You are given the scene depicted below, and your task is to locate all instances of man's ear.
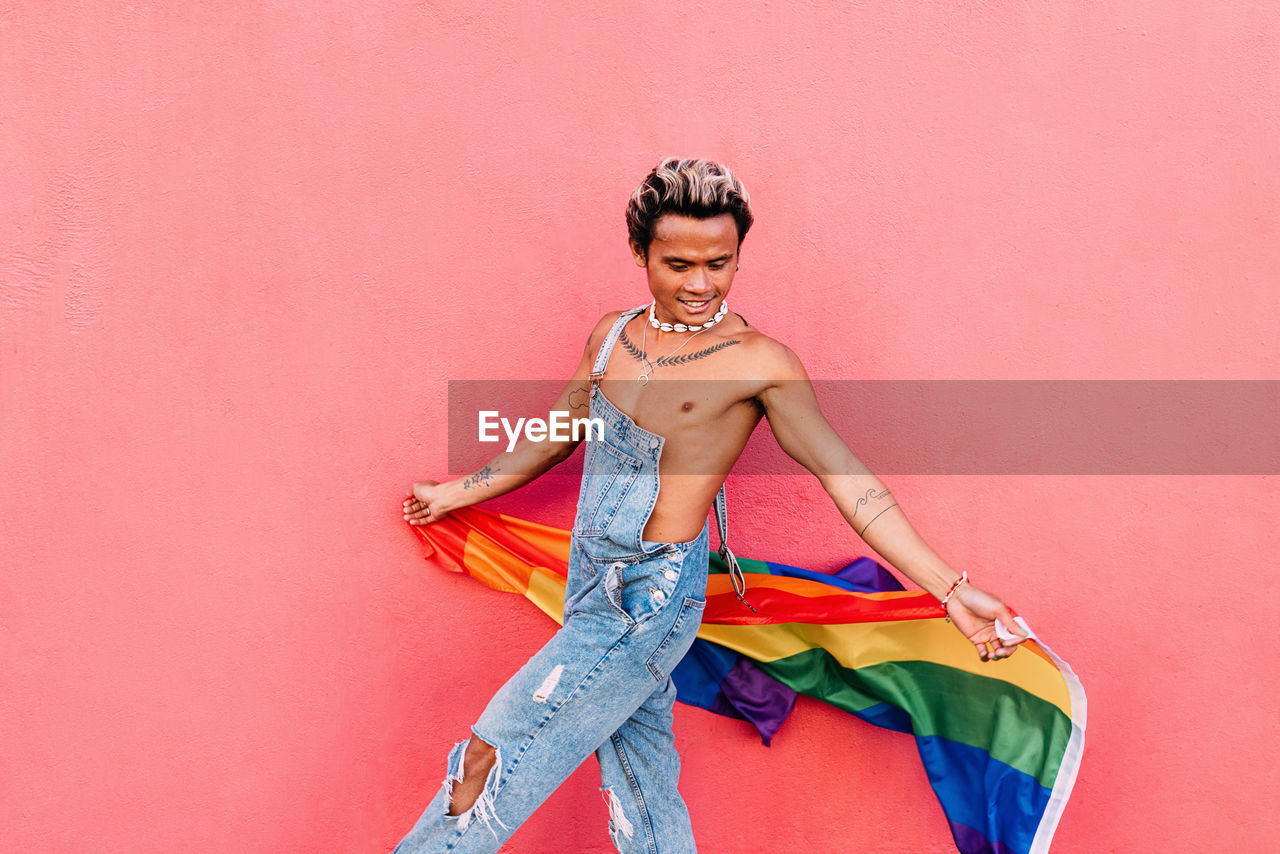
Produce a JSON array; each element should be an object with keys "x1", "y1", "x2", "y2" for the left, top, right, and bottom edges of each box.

########################################

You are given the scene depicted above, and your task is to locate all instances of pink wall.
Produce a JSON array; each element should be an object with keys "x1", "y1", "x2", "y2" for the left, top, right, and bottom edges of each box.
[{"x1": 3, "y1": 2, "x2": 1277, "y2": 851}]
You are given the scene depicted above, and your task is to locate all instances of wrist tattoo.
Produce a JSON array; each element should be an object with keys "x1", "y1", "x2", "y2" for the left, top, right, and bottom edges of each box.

########################################

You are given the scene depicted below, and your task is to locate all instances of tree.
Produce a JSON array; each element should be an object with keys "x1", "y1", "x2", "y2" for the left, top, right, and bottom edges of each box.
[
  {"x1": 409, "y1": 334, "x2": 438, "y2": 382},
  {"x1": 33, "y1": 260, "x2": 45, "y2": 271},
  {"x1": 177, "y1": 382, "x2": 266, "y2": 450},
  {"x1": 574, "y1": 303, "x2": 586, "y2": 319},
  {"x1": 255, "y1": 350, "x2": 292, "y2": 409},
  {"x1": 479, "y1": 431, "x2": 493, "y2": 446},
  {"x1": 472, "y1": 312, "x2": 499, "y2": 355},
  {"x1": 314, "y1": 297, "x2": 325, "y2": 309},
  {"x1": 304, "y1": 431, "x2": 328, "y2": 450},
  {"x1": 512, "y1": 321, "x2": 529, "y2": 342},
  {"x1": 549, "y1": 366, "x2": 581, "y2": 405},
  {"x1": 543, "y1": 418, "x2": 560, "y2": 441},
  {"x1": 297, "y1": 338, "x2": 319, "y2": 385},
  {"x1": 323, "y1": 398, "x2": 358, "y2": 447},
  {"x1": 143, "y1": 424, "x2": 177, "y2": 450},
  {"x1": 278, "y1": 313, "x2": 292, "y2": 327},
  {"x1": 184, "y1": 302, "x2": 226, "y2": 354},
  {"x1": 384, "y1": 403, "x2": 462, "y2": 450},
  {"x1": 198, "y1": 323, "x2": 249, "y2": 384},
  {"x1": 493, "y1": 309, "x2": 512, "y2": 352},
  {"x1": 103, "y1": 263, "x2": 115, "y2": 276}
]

########################################

How many lines in the entries contain the string "instances"? Answer with the number only.

**Task output**:
4